→ **YOUR INSTRUCTIONS**: Each line from the one containing "Query: car windshield" through the end of the data below is to be output verbatim, with no lines added or left out.

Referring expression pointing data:
*** Block opens ***
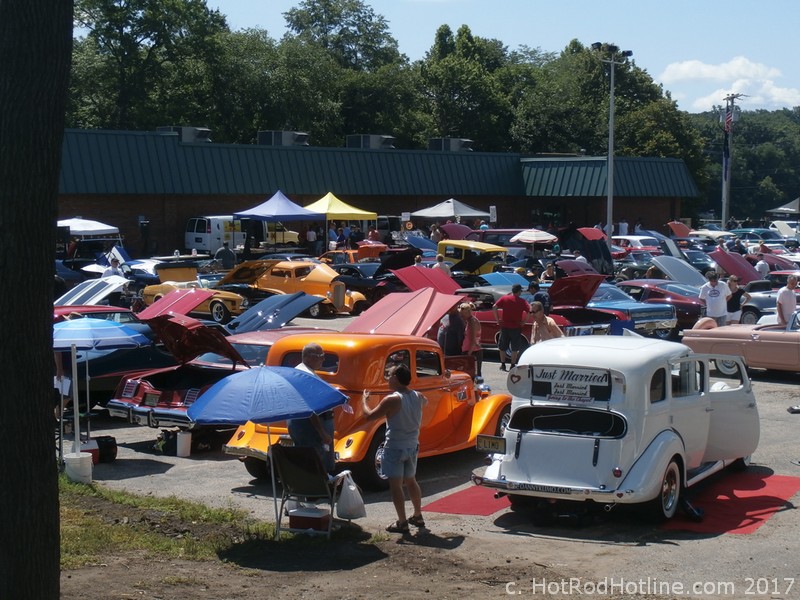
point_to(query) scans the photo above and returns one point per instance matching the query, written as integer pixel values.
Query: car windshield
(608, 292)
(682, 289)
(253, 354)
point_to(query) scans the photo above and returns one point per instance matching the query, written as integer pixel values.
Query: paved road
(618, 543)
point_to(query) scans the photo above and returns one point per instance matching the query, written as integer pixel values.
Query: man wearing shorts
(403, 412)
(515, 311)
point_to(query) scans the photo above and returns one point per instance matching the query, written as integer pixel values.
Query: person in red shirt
*** Block closes ***
→ **RESPONSE**:
Query: car windshield
(608, 292)
(682, 289)
(253, 354)
point_to(query) scans the photo above and returns one point per instance matching the query, written as integer pixel values.
Query: paved road
(618, 543)
point_to(query) scans the photo above and returns one point per instance matching the query, written as integer pixel values.
Query: man wearing shorts
(403, 412)
(515, 311)
point_to(query) scans the photo above and returns one point per instance matching the query, written as integer pixel values.
Query: person in red shirt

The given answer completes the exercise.